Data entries
+---+
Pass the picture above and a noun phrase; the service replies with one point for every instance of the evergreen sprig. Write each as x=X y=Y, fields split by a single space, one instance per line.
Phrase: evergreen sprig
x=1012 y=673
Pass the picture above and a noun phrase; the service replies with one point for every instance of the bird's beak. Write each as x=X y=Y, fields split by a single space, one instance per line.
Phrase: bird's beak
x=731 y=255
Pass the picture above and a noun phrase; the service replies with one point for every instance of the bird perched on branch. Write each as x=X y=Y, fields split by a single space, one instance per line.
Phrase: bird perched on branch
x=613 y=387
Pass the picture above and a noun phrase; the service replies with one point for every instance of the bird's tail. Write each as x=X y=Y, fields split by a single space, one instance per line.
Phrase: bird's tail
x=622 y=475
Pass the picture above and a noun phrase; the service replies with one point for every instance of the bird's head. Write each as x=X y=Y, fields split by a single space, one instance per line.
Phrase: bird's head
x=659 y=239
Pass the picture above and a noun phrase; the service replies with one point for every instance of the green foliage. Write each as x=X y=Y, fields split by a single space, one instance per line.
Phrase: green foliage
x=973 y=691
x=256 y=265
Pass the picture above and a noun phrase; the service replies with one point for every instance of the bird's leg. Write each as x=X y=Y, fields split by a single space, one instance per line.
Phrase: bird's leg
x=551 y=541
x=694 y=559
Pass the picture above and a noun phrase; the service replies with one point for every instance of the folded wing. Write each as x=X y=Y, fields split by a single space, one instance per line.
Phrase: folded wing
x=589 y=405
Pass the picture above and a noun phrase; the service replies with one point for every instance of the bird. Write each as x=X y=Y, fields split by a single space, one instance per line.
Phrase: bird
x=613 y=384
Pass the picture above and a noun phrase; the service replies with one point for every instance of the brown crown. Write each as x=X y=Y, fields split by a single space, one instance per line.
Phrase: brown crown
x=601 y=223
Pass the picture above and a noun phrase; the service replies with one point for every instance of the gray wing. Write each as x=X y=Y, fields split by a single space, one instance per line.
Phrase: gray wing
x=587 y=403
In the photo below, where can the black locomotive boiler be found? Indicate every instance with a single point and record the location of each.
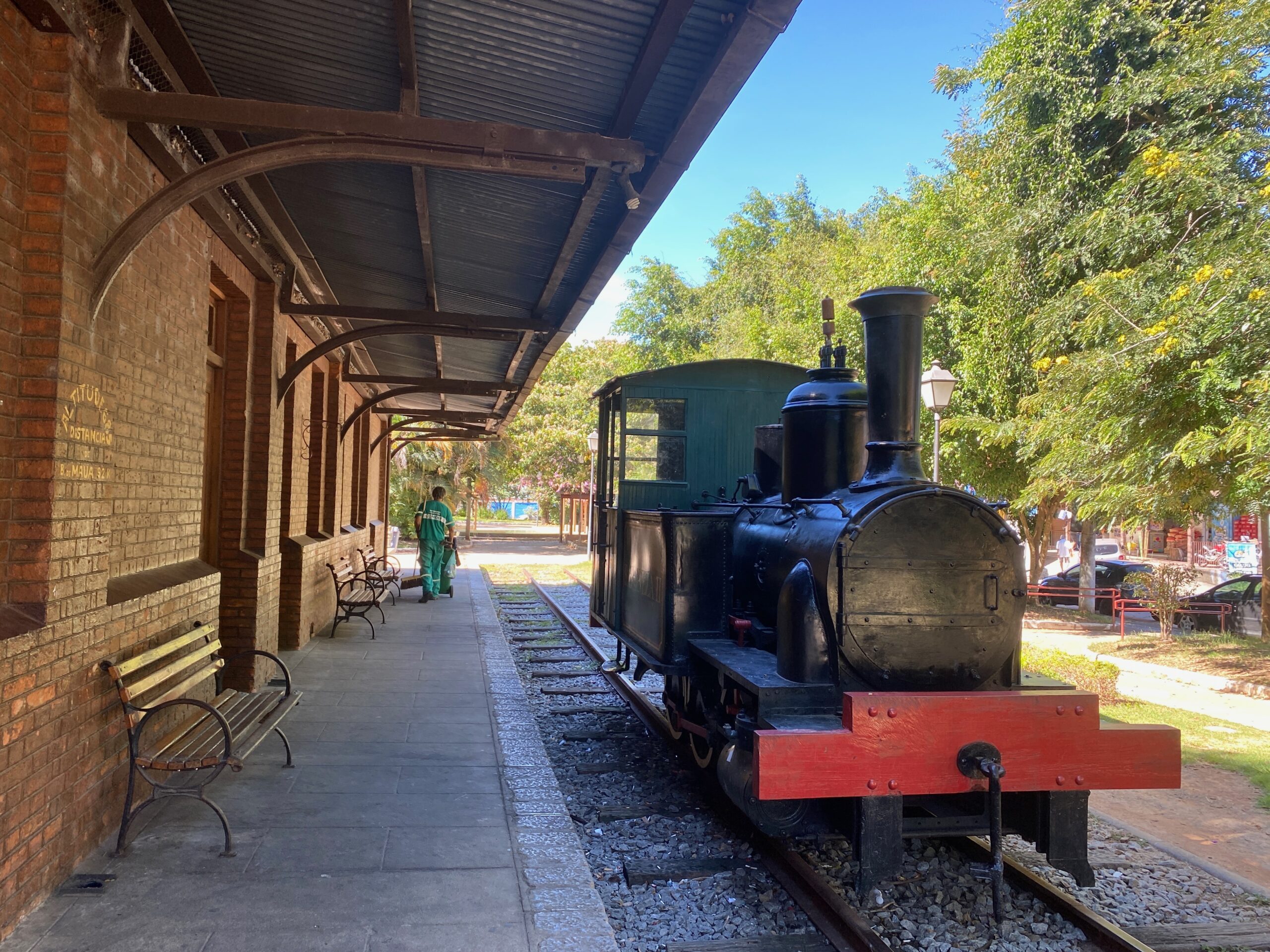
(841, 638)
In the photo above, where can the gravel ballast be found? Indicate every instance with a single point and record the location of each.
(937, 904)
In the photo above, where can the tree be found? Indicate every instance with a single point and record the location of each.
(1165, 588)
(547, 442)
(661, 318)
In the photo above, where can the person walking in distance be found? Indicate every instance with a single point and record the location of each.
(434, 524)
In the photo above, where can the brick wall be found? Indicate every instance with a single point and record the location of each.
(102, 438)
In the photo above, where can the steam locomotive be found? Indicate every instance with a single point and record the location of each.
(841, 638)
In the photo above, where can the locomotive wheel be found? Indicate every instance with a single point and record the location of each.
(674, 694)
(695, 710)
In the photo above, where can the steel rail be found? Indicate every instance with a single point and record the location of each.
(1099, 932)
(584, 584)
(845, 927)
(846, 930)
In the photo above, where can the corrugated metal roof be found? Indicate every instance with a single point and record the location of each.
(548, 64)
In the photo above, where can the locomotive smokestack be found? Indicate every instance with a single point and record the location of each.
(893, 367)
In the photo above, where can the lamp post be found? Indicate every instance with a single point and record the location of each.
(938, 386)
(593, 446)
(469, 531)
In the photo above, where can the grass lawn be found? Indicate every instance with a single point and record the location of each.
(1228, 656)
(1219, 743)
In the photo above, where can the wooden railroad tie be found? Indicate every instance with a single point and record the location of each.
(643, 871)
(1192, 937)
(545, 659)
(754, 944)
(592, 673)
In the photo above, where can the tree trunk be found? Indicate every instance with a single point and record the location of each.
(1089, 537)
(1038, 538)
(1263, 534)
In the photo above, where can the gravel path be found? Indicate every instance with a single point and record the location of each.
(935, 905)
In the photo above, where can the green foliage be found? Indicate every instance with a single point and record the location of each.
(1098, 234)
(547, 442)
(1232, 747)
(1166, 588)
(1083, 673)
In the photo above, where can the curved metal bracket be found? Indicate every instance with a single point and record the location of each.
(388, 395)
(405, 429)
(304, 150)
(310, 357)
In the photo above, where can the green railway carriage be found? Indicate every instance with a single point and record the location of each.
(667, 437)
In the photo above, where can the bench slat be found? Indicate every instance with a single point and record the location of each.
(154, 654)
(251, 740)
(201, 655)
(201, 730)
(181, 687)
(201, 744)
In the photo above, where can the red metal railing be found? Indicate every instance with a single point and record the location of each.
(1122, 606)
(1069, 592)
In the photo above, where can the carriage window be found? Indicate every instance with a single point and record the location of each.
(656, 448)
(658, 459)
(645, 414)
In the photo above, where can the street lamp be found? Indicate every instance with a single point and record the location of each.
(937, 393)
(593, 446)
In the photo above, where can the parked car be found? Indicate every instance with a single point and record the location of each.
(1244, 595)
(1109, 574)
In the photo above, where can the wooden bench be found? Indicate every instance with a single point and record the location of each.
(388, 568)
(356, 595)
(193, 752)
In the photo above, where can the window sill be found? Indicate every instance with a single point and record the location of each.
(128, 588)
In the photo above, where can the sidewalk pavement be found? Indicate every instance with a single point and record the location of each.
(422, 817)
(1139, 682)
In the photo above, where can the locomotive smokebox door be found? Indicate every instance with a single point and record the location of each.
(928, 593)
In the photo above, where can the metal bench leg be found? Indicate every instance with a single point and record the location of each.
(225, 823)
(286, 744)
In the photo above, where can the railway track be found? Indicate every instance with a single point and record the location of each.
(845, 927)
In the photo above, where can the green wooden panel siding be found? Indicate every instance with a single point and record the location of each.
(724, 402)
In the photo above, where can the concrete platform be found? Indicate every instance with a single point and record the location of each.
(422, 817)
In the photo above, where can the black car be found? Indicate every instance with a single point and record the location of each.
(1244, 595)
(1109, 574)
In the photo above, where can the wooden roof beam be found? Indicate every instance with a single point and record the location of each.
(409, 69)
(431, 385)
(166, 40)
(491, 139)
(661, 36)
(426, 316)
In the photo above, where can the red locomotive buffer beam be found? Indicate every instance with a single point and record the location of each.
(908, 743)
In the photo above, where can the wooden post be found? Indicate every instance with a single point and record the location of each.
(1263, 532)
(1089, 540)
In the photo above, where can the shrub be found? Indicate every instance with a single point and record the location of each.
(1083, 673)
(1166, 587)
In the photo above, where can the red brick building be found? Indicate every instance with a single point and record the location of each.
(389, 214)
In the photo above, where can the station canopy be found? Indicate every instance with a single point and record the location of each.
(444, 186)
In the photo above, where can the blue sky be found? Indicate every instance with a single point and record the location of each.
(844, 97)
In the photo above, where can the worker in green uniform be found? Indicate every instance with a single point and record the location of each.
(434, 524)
+---+
• [Exercise details]
Please write out every entry exactly, but skip the pictures.

• [Written response]
Pass the picture above and a noun phrase; the service replies with one point for every instance of the evergreen sprig. Write each as x=X y=Y, fields split by a single space, one instance per line.
Phrase: evergreen sprig
x=1012 y=673
Pass the picture above and a noun phrase; the service replies with one point for every instance of the bird's beak. Write each as x=X y=Y, fields split by a single space, one instance per line.
Phrase: bird's beak
x=731 y=255
Pass the picture above and a noun phrase; the service replies with one point for every instance of the bird perched on branch. Write each as x=X y=Y, fields split by a single space, one instance per line.
Phrase: bird perched on branch
x=613 y=387
Pass the picture above and a noun phrase; the service replies with one point for every instance of the bird's tail. Write each as x=X y=Y, fields split by a single space, one instance per line.
Phrase: bird's tail
x=622 y=475
Pass the picture above and a noun phrase; the service replies with one point for every instance of the bird's head. Write each as x=X y=Y, fields split by a single space, one instance per line.
Phrase: bird's head
x=659 y=239
Pass the picture above and a noun phrase; the service replies with one point for every instance of the green foliage. Write each as x=X y=Y, fields split by a single space, one instance per line.
Phrase: green foliage
x=973 y=691
x=256 y=265
Pass the picture above and a noun phrase; the service replies with one point for every instance of the bird's leg. Write each as x=X y=Y, fields split by a single space, one instance per line.
Phrase: bird's leg
x=551 y=541
x=694 y=559
Pass the picture above and a noun phrase; the service replies with one point for every instance of the folded wing. Write each as x=X y=Y, fields split by a single space, one instance per line.
Phrase: folded wing
x=589 y=405
Pass the picture above and a noun phrase; the service replies with one point for every instance of the bird. Write each as x=X y=Y, fields split by a single space, one instance per line.
Phrase: bird
x=613 y=384
Pass the picture above and a noun phrase; the service replies with one point for every instance of the brown crown. Write each as x=X y=Y, fields split by a single space, one instance per line.
Phrase: brown crown
x=601 y=223
Pass the picture above and a noun phrase; the service replies with one point for every instance of the gray wing. Write each as x=X y=Y, fields split by a single space, one instance per line.
Phrase: gray wing
x=587 y=403
In the photo below, where can the black locomotive boiler be found? Indicate every instance with a single point and record the location of each.
(841, 638)
In the photo above, where can the gravel ballast be found? Indicate every instance with a single point and record the location of each.
(937, 904)
In the photo above, where can the tree be found? Indicate every instance with a single point and record the location of each.
(1165, 588)
(547, 442)
(661, 318)
In the photo above, where can the person walking in distance be found? Indicate every instance with a single point and record the location of each.
(434, 524)
In the photo above, where can the brick wall be found? Indicate every instance with a single point and record the location of each.
(102, 438)
In the photo above, where can the steam locomotive be found? Indicate every instance with a single point and record the location of each.
(841, 638)
In the photo above, where can the locomotive wheel be found? Indicate every instance with a single point and record the location of each.
(674, 694)
(695, 710)
In the photo above, where can the steel rail be found? Indicate every instance with a single point and record the location of each.
(1099, 932)
(584, 584)
(845, 927)
(846, 930)
In the photo above, where can the corrugated metal roof be found? Indicate every instance with a single point and record the location of each.
(548, 64)
In the photo above, where can the locomotive smokestack be found? Indicate every instance with a single point and record the location of each.
(893, 367)
In the photo above, where can the lamp post be found? Indicate every instance with a single point and record the location of each.
(938, 386)
(593, 446)
(469, 531)
In the photo above, where can the grass lawn be found? Indicate every instance with a single point and record the location of each.
(1228, 656)
(1219, 743)
In the photo above, where can the wooden railroad tie be found? Indicate every instance with a single point and record the location of each.
(643, 871)
(1192, 937)
(545, 659)
(754, 944)
(592, 673)
In the photo above, where can the tree trunk be found? Indicate every instance with a single point and record the location of each.
(1089, 537)
(1038, 538)
(1263, 534)
In the photo above, where can the gravel path be found? Indicate every instance with a single point and record the location of each.
(935, 905)
In the photo above, where can the green foliage be found? Indicate every instance with a single point and record the location of each.
(1098, 234)
(547, 442)
(1232, 747)
(1166, 588)
(1083, 673)
In the photo above, where can the curved metal bracket be found? Indicate every instance with a single point and record the location of each.
(388, 395)
(405, 429)
(304, 150)
(310, 357)
In the photo above, where can the green railway carriage be found? Indicate every instance with a single point and record the location of each.
(667, 437)
In the photo above, where can the bench slat be found? Indicate every instance with a single point and record the location of each.
(154, 654)
(251, 740)
(201, 655)
(201, 730)
(181, 687)
(201, 744)
In the photo above, where can the red metal railing be found? Indicate every instance with a single point and record the location of each.
(1122, 606)
(1069, 592)
In the photo above, where can the carriage window be found? Indicate every instance with a single point and record the location of each.
(656, 448)
(658, 459)
(645, 414)
In the photo above, where can the street lamp be found? Indicate every instance with a single point and record the location of each.
(937, 393)
(593, 446)
In the photo above, where can the parked car be found? Indicate every instance with a single point and record the location of each.
(1244, 595)
(1109, 574)
In the photo above, where can the wooden bench be found? Indicate every instance with a single point and record the location of each.
(388, 568)
(356, 595)
(193, 752)
In the photo above, where can the window sill be found? Indicate every instance with a single point and record the location of each.
(128, 588)
In the photo above, where can the sidewalk pavement be found? Indicate every instance with a single point and record the location of each.
(422, 817)
(1139, 682)
In the photo above, where can the locomotive smokebox door be found? Indicate every instance with a single point and record the location of each.
(928, 593)
In the photo above, where can the metal bench leg be found? Indicate every instance with a single point and record the location of each.
(225, 823)
(286, 744)
In the photo above, where can the railway track be found? Indicate every instance with a single point and record the location of each.
(845, 927)
In the photo above, where can the green wooden panel siding be found? Indicate every instance with a single point and record the location of each.
(724, 402)
In the photo above, where can the concrete platform be found? Indicate every instance with a single point and record the location of each.
(422, 817)
In the photo above, where can the black car be found? Indicate every instance with a single point and record the location of each.
(1244, 595)
(1109, 574)
In the photo above, where can the wooden roof beam be found? Indicate every instance with a single point and record the location of each.
(409, 69)
(431, 385)
(166, 40)
(491, 139)
(661, 36)
(426, 316)
In the photo above, where can the red locomotive buffer beam be found? Indicate every instance with a single point and record the location of each.
(908, 743)
In the photo above, where can the wooden post be found? Indicate every instance with a single point and record the location of each.
(1263, 532)
(1089, 540)
In the photo above, where can the shrub be found? Indicate every instance with a single point and record the location of each.
(1083, 673)
(1166, 587)
In the photo above, where can the red brick building be found? Indicate every instance with a single point and record the location of each.
(389, 214)
In the photo above, where can the station canopy be found? Indicate every instance with a single point and record the location of each.
(444, 186)
In the photo above, where can the blue sky be found? Indicate every instance with a single point and record the location of each.
(844, 97)
In the photo above, where can the worker in green uniform be found? Indicate every instance with a single point and record the location of each.
(434, 524)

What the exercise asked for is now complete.